PROBLEM 1 —
In the extract about sitting at a newborn son's hospital bedside, what woke the narrator later that night?
PROBLEM 2 —
Continue the passage about keeping watch at a newborn son's hospital bedside, starting right after its final sentence.

EXTRACT —
-=-=-

I couldn’t hold my tiny baby but I could stand at his bedside. I offered the gift of my presence, practicing what my pastoral care courses at theological college had taught me to do. It was all I could do. And so, I committed to doing it well. I remember leaping out of bed later that night, neglecting my postpartum recovery advice, to a loud beep alerting me of my son’s declining oxygen levels. The nurse told me to rest more but I think we both knew that wasn’t going to happen. Because, it was in those moments that I began to feel like a mother, understanding for the first time what people meant when they said they’d do anything to trade places with their kids when they’re struggling.

-=-=-

MATERIAL SHOWN —
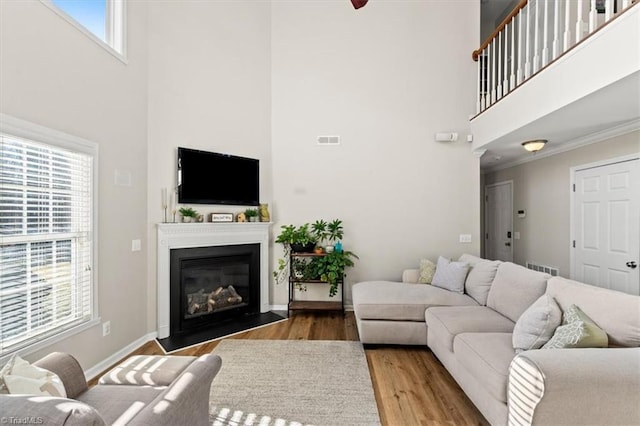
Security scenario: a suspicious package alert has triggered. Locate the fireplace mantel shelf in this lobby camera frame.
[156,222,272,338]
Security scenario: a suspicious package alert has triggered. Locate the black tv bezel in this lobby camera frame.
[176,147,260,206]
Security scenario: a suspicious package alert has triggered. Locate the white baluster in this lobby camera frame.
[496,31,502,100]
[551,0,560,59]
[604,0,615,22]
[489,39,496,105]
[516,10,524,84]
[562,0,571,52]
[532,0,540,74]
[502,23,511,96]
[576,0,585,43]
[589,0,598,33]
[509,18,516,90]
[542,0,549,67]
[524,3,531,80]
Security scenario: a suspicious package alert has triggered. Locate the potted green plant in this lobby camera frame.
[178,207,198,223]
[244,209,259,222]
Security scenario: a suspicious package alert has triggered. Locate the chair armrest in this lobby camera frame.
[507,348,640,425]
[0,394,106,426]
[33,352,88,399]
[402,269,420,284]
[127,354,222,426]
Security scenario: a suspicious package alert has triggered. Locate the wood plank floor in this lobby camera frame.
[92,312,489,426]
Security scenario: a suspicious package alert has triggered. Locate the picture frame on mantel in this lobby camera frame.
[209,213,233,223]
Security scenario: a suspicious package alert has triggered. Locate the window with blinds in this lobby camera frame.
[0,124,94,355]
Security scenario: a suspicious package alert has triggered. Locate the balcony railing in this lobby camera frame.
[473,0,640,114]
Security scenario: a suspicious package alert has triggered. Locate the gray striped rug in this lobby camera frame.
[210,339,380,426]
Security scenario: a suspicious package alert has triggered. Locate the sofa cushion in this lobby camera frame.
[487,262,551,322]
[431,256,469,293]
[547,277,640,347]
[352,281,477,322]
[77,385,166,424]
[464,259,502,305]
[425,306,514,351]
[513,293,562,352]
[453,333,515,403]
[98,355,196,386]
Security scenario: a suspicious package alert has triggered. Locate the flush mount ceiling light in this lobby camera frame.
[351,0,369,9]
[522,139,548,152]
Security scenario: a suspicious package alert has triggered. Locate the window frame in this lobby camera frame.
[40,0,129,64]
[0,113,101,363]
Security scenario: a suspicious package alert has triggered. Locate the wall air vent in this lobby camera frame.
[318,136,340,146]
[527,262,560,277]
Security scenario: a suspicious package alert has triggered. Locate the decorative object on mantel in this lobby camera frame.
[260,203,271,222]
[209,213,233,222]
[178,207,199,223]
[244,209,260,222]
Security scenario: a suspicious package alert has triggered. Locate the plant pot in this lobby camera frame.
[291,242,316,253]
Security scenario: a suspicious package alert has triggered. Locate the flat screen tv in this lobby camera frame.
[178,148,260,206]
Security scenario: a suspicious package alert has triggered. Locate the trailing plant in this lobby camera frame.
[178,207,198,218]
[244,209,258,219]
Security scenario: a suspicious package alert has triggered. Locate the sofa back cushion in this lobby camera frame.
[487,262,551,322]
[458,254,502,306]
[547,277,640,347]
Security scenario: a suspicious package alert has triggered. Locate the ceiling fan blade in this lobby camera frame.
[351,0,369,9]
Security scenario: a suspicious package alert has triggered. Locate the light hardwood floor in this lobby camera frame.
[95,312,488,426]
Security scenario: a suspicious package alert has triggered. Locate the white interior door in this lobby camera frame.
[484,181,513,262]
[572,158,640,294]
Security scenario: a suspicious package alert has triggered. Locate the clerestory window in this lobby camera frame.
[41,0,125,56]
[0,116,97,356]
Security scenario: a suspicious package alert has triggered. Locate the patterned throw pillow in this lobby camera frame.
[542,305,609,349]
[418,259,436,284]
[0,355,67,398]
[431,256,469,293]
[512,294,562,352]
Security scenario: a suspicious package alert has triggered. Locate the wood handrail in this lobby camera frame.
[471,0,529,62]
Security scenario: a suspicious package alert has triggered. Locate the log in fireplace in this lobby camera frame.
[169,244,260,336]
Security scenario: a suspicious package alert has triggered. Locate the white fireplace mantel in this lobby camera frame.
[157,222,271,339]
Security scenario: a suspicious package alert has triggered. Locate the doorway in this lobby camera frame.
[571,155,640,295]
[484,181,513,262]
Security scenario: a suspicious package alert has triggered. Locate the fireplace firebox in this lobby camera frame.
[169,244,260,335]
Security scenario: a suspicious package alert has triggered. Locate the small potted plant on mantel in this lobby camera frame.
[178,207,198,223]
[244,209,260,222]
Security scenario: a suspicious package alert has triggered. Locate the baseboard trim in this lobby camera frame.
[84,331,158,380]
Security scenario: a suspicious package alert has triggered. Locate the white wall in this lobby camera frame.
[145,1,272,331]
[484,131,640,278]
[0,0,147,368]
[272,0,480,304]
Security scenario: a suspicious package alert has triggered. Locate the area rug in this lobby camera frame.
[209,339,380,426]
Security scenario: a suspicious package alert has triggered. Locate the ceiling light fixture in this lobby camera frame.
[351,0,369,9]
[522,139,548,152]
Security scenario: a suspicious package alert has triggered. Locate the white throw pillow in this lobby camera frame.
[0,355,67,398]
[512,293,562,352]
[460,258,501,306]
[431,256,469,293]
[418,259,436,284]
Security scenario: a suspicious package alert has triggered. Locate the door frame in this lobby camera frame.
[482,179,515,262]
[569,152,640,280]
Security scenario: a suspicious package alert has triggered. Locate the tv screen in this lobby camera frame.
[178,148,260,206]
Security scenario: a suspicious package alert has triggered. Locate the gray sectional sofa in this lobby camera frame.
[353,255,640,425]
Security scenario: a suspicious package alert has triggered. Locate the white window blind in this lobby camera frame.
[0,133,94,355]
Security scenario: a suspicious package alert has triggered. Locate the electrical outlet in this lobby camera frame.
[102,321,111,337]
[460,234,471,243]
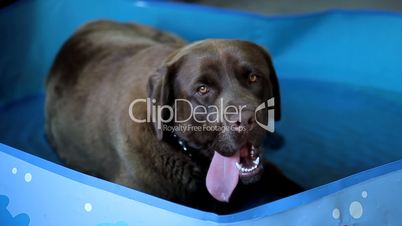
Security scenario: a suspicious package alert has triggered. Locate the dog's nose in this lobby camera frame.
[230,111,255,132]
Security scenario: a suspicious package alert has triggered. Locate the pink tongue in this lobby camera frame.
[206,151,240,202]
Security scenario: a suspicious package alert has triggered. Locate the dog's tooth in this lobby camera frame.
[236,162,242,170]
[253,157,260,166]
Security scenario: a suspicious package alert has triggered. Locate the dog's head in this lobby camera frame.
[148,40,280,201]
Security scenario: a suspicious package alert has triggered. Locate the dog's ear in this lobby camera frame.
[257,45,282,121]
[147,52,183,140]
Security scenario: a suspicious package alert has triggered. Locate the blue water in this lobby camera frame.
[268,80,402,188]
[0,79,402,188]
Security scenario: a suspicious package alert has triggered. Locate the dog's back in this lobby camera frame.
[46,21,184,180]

-=-=-

TASK ANSWER 1 —
A loud beep alerting the narrator that the son's oxygen levels were declining.

TASK ANSWER 2 —
So now, I’m learning how to parent Lydia, but there’s no big crisis to catalyse my experience of motherhood. I’m having to do this the slow way. I’m holding and comforting her when she cries. That’s the wonderful part! The worst bit? I also need to trust that she’ll be okay without eyes on her at all times. When it’s just me alone with her while Andrew works, I refuse to take her out of sight. I don’t sleep or even rest really. No wonder I’m so exhausted by the end of the day!
I guess I still haven’t forgiven myself for not noticing that Jonny was struggling and so I worry that I’m missing something again. It’s difficult to admit that but I think it is true.
Don’t worry, I am in touch with a mental health team who are helping me process all these things… but I figured it was helpful to write about it here as well. I’ve written a lot about my infertility journey and what it’s been like to be pregnant after loss. So, when a dear friend asked me yesterday how that impacts my current parenting, I began to realise that the challenges of Jonny’s early life have impacted me just as much (if not more in some ways) as the many miscarriages.
Many parents have stories like ours… and so it isn’t rare to hear about how these hospital stays impact us and our kid in the moment. It’s also somewhat obvious so it doesn’t seem as taboo a topic.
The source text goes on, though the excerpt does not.